*** Supplied entries
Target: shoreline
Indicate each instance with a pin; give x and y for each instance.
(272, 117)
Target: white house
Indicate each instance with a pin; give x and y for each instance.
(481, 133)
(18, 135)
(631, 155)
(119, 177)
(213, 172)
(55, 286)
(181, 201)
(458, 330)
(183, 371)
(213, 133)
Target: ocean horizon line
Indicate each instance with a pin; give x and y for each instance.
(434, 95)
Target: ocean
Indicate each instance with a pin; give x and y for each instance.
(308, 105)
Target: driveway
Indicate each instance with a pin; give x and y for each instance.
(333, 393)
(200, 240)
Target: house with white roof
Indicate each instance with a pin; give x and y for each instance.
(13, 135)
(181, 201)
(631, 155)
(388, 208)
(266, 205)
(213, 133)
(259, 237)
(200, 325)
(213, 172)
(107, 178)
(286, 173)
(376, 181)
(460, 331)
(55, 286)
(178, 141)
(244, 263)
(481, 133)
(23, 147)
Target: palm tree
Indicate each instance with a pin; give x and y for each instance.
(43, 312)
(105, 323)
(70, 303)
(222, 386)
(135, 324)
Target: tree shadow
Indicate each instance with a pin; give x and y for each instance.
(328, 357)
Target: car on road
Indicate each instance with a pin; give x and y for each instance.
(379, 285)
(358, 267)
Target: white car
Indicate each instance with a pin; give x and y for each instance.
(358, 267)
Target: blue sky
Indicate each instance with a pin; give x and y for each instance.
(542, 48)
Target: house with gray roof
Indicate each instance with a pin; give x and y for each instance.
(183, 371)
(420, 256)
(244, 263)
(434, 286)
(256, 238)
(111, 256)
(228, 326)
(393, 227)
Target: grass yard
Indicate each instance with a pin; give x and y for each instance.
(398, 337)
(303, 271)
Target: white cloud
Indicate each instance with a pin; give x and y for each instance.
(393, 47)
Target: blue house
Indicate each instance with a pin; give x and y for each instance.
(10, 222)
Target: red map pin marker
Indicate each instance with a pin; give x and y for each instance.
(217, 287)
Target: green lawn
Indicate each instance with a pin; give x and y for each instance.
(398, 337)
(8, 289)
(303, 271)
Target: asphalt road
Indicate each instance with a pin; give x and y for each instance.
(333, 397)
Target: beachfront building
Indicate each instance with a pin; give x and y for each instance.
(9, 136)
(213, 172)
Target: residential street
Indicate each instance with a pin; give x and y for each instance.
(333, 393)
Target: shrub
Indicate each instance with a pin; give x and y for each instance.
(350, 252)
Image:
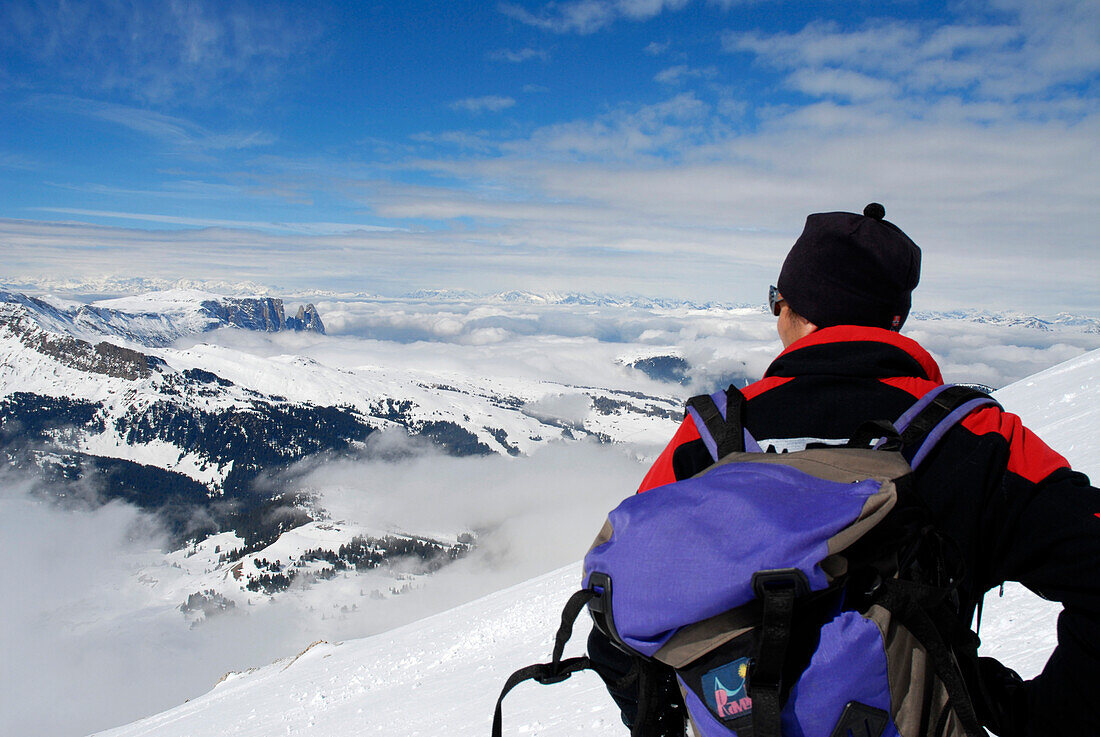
******
Gather every line of the records above that contains the word "road", copying each line in full. Case counts.

Answer in full:
Target: car on road
Target: asphalt road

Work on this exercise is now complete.